WHAT YOU WILL DO
(1) From the opinion piece on marijuana legalization, output the passage from "I don't normally" to "kind of embarrassing.", word for word.
(2) List every bookmark heading shown at the top of the opinion piece on marijuana legalization.

------ PASSAGE FOR REVIEW ------

Pubdate: Wed,  1 Dec 2004
Source: Sidelines, The (TN Edu)
Copyright: 2004 Middle Tennessee State University
Author: Klara Nizki
Bookmark: (Decrim/Legalization)
Bookmark: (Cannabis - Medicinal)
Bookmark: (Chronic Pain)
Bookmark: (Youth)


I don't normally approve of recreational drug use, but I do believe that 
marijuana should be legalized, at least for medical purposes. This is 
something our country has argued over for decades. I feel that we're making 
a mockery of this argument.

I'm baffled at the media coverage of the hearing on legalizing or outlawing 
marijuana. The Chief Justice of the Supreme Court, William Rehnquist, will 
not be present due to thyroid cancer. My point is that his presence doesn't 
matter anyway, because his mind is made up on the matter, being the strict, 
conservative that he is - even if he is briefed on the hearings from his 
bed. The media is already throwing out replacement options if Rehnquist 
dies. It's kind of embarrassing.

------ RECORD SET ------

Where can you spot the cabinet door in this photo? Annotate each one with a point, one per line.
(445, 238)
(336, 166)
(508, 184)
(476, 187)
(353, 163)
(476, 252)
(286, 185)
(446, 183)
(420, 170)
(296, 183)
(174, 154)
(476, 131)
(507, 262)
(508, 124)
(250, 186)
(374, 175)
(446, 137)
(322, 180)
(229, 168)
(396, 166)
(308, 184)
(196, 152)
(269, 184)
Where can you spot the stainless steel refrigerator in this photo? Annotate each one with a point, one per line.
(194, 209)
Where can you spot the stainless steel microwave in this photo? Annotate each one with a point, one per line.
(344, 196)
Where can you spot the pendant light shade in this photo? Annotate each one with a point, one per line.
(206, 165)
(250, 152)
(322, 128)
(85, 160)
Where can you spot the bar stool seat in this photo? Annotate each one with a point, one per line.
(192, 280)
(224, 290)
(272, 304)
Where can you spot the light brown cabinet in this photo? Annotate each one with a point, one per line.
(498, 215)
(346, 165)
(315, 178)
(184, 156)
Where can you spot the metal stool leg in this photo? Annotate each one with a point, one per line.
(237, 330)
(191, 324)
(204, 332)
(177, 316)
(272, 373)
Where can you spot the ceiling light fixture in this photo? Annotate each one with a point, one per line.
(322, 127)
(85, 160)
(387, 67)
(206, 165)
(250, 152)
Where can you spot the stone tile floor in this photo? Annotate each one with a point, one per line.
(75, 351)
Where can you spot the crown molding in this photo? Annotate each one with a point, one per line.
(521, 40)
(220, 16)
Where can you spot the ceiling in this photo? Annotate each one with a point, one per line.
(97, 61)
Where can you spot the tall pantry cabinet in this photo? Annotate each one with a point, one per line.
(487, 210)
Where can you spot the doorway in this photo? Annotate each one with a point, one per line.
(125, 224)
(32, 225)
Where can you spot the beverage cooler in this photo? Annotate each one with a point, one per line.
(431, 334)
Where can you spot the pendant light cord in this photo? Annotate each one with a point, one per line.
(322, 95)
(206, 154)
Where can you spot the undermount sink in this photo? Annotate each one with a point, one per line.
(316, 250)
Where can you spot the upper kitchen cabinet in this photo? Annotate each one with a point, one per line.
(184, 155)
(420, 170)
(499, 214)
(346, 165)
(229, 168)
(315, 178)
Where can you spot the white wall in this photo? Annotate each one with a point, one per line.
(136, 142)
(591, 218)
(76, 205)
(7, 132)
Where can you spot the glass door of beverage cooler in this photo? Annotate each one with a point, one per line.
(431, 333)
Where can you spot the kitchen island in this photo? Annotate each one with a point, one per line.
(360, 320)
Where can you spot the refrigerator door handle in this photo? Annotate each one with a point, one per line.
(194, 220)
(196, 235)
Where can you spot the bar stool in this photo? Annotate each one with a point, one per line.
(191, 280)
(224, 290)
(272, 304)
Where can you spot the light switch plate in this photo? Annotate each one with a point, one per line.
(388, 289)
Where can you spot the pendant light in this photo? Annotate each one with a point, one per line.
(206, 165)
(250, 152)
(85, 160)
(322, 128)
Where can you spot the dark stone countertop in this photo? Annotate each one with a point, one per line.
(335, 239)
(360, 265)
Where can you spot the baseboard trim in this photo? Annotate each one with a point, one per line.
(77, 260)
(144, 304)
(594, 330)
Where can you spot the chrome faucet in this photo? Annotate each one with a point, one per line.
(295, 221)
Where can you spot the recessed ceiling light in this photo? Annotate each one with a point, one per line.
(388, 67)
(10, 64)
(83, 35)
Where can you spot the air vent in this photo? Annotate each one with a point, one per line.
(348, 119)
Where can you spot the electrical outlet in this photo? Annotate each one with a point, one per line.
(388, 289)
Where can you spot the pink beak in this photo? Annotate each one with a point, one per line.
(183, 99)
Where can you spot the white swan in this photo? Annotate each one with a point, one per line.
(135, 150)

------
------ RECORD SET ------

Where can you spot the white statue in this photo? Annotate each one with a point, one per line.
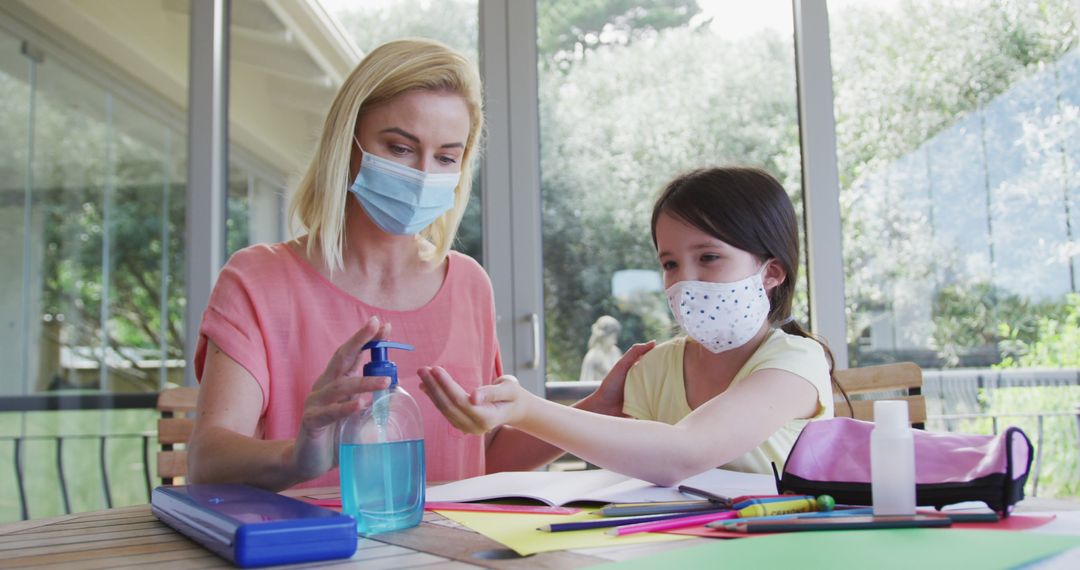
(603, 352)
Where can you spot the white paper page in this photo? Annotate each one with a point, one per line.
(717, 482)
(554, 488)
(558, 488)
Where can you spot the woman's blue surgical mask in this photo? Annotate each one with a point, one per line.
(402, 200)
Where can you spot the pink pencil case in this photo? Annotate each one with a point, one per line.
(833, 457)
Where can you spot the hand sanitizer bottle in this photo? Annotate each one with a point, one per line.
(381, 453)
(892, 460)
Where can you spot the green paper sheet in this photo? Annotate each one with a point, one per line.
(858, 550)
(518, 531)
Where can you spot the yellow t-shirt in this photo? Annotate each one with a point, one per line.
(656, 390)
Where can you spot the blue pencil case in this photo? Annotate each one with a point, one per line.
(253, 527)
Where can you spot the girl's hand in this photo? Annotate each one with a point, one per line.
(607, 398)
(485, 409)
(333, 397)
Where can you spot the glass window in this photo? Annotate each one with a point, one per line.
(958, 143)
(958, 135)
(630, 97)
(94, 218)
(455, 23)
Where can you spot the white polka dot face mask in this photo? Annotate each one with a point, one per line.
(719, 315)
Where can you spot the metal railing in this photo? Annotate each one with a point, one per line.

------

ANSWERS BY TASK
(1)
I don't normally approve of recreational drug use, but I do believe that 
marijuana should be legalized, at least for medical purposes. This is 
something our country has argued over for decades. I feel that we're making 
a mockery of this argument.

I'm baffled at the media coverage of the hearing on legalizing or outlawing 
marijuana. The Chief Justice of the Supreme Court, William Rehnquist, will 
not be present due to thyroid cancer. My point is that his presence doesn't 
matter anyway, because his mind is made up on the matter, being the strict, 
conservative that he is - even if he is briefed on the hearings from his 
bed. The media is already throwing out replacement options if Rehnquist 
dies. It's kind of embarrassing.

(2)
- Decrim/Legalization
- Cannabis - Medicinal
- Chronic Pain
- Youth